Prompt —
In the material below, rewrite every line from the line with "Dear assistant, the user would like the white chair" up to and including the line with "[136,105,589,605]". Increase each bounding box coordinate by 4 and leave all other text unchanged.

Box-labeled dataset extracts:
* * * *

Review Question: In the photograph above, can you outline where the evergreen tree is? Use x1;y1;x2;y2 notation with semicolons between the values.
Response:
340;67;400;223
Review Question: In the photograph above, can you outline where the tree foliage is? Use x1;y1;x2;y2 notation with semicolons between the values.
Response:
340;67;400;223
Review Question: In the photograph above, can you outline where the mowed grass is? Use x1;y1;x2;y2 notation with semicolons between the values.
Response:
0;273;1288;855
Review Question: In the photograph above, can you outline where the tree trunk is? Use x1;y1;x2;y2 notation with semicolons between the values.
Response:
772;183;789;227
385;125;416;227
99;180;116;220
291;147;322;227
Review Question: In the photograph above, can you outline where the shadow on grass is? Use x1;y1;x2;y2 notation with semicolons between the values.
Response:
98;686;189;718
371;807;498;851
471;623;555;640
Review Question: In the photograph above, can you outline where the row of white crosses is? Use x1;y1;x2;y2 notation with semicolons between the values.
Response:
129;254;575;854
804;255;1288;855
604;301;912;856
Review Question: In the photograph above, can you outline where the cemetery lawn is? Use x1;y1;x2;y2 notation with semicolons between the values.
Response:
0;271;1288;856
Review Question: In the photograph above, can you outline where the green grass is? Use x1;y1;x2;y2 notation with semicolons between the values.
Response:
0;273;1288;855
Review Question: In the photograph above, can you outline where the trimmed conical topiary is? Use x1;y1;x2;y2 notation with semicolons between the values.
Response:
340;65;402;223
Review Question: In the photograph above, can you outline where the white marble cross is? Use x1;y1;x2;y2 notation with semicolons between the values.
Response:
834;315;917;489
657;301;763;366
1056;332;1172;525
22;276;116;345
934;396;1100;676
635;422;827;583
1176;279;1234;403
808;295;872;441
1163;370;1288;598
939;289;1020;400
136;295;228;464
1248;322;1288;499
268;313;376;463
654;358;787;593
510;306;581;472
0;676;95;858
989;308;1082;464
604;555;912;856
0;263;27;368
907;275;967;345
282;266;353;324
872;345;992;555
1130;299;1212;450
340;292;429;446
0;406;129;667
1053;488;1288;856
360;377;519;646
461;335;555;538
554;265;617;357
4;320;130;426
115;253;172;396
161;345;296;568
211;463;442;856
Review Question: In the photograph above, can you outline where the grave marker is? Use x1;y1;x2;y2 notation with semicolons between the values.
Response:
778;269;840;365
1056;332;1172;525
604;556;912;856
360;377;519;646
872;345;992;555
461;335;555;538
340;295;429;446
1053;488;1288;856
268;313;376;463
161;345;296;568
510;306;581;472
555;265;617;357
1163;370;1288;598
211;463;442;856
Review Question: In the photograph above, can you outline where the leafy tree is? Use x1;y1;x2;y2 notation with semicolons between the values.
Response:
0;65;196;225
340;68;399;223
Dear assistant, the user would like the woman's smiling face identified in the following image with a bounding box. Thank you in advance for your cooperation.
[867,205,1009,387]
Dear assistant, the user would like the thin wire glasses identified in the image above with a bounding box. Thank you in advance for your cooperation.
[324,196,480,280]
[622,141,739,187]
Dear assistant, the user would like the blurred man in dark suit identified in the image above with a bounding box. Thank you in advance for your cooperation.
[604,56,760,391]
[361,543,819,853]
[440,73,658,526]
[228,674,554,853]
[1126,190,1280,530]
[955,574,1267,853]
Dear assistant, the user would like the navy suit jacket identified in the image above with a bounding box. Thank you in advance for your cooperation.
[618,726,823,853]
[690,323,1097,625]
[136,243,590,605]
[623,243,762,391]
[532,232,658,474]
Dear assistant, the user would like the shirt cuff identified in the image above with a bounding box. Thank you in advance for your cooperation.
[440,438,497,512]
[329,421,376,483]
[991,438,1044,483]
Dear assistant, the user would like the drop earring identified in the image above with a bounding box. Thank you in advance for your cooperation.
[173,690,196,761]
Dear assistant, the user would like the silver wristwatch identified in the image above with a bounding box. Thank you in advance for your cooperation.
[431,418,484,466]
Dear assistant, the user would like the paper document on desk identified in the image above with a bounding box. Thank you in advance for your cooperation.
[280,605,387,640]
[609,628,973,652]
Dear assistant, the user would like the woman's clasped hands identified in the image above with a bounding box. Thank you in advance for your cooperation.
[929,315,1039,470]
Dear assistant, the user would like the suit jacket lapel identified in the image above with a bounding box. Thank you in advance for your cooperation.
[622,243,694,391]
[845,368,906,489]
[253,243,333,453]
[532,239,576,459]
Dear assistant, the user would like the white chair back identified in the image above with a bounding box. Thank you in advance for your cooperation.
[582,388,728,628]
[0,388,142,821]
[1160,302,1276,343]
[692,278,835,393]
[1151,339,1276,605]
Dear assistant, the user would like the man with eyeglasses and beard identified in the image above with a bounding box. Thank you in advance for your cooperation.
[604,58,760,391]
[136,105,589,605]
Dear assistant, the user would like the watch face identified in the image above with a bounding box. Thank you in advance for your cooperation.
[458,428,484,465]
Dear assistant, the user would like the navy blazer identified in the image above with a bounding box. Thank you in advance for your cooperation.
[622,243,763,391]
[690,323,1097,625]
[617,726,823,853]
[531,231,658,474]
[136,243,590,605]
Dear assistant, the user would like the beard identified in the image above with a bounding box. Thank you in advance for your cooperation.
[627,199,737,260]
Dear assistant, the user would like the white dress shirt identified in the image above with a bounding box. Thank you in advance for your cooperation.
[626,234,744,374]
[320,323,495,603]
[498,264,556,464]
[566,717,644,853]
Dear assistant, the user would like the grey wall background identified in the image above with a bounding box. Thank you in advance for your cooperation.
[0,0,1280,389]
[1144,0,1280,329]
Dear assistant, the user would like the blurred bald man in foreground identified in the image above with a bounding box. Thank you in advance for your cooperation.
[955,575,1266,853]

* * * *

Final answer —
Dear assistant, the user would like the white chair back identified in the image above with a bounding box. Thank you in advance for your cooperation.
[586,392,732,632]
[4,392,146,825]
[1164,306,1280,347]
[696,282,839,397]
[1155,343,1280,609]
Dear assistant, the user would like the man with eyeglasses and beard identified in the image above with a bounding box. Thank you in advance for your cooperation.
[608,62,764,395]
[140,109,593,609]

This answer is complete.